(TEXT PASSAGE)
★ ★ ★

A lot of women have expressed distaste for my work. It’s funny, a lot of people, if they don’t know who I am, think I am a male artist. They don’t understand why a woman would at all try and be or talk about or portray anything I am painting . . . Everything I am portraying comes from me. And in a way that’s why I don’t always approve of feminism, because I sometimes feel that they are trying to censor things that shouldn’t be censored. It should just be a bigger conversation, instead of just banning everything that they feel goes against it.
Rebecca: Your response brings up another topic: domestic violence. Within straight relationships, it’s hard enough to talk about, but I would imagine that within gay relationships it’s even more marginalized. Has that been your experience?
Tina: A bit. I mean, it was hard to talk about because the person I was with was just so charming and, you know, we had this ‘picture perfect’ relationship and no one could ever see what was happening or even think that a gay couple could have any sort of relationship that was anything but bliss. Gay men go through it as well and that can be very intense. I think it’s definitely more under the radar than in heterosexual domestic violence.
Rebecca: Right now, If you could wave a magic wand, how would you recreate our cultural ideas about sex?
Tina: I think a lot of it has to start with women. We need to show women that sex is not all one-sided. It’s not something that is purely done for a man, and I think I see too many young girls trying to please their boyfriends or trying to figure out how to keep a boyfriend. I think that just jumping into sex for that benefit isn’t going to work and I don’t think that’s a good way at all for our society to be going. And I think we need to tell people, young people, that sex can be great, it can be pleasurable, but there is a way to go about it. So many people don’t know how to communicate what they want. So many things are lost in translation.
So many couples don’t even talk about sex or what they want in the bedroom. What are we afraid of? Why are you so afraid to voice your opinion and thoughts? People really need to open that line of communication up. So many people don’t. And I don’t think it’s just necessarily heterosexuals who don’t. There are a lot of homosexuals that don’t talk about sex. Gay sex is a big thing!

★ ★ ★

(DATA BLOCK)
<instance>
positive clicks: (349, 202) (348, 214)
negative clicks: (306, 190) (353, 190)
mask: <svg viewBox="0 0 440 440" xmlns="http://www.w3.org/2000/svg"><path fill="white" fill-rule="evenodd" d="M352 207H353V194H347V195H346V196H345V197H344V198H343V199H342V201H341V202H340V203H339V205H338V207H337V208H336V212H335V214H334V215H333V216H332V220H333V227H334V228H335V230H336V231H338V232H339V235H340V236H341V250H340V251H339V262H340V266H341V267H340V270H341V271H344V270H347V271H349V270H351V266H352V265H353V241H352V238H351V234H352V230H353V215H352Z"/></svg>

★ ★ ★

(ACTIONS TO TAKE)
1) Translate this sentence from the interview into French: "Everything I am portraying comes from me."
2) Extend the interview about art, relationships, and sex, picking up after its final line.
The material comes from a separate source and is unrelated to the interview.

(EXERCISE RESPONSES)
1) Tout ce que je représente vient de moi.

2)
One of the reasons I stayed in my first relationship so long . . . I just thought, well, maybe this is what love is. I kind of love her and she took my virginity and is this what it is? I don’t know what my friends are doing and I just know what’s happening here. And we don’t talk about it. And I carried that into my next relationship. I didn’t worry about my own pleasure or what I wanted because I was so afraid or just conditioned to think that I didn’t deserve pleasure from sex. I didn’t get it because everything was so forceful and not pleasurable for me. I was like NO . . . that is not what sex is.
I really wish I could sit down with a group of young boys and be like ‘EVERYTHING YOU’RE WATCHING on Pornhub right now is a lie.’ That’s not really how women are, that’s not really how the world is, that’s not really how sex is. These are actors, these are people who are paid to do these things, and about 95% of the women who are acting here are not really enjoying anything that’s happening for them, it’s just for a paycheck.
No one’s asshole looks like that. No one wants two dicks in there. They need to have a better idea of how to approach women, how to approach sex from a healthier standpoint. You should have a loving relationship, someone should want to please you on so many different levels — and that’s why I think it’s important to talk about it.
Rebecca: Yeah, today it is seems almost to be the norm to separate sex from emotions . . . I think it’s super-dangerous.
Tina: I think it’s funny that people are so shocked to hear that I still have traditional values in many ways. Like, I still want to be married and I believe in not giving myself casually; I want to be in a relationship . . . You can be in a very committed, loving relationship and still be very erotic and kinky.
Rebecca: Exactly. So what formats/mediums is your work available in if someone was, like, I need to have this piece right now?
Tina: Well, right now I do a lot of prints and stuff like that. Valley Cruz Press . . . made a fantastic booklet of all my work . . . they’re thinking of doing a reprint. I do prints and work through the Cotton Candy Machine, a really cool gallery run by Tara McPherson. And hopefully in the future . . . there has been some cool talk between me and Mishka, which is a cool streetwear brand, so hopefully sometime in the future some people can get my stuff as apparel. That would be great.
This interview originally appeared in the debut issue of Sensheant, a new magazine devoted to “inspiring and supporting sexual fulfillment, empowerment, and wellness in the lives of women around the world.”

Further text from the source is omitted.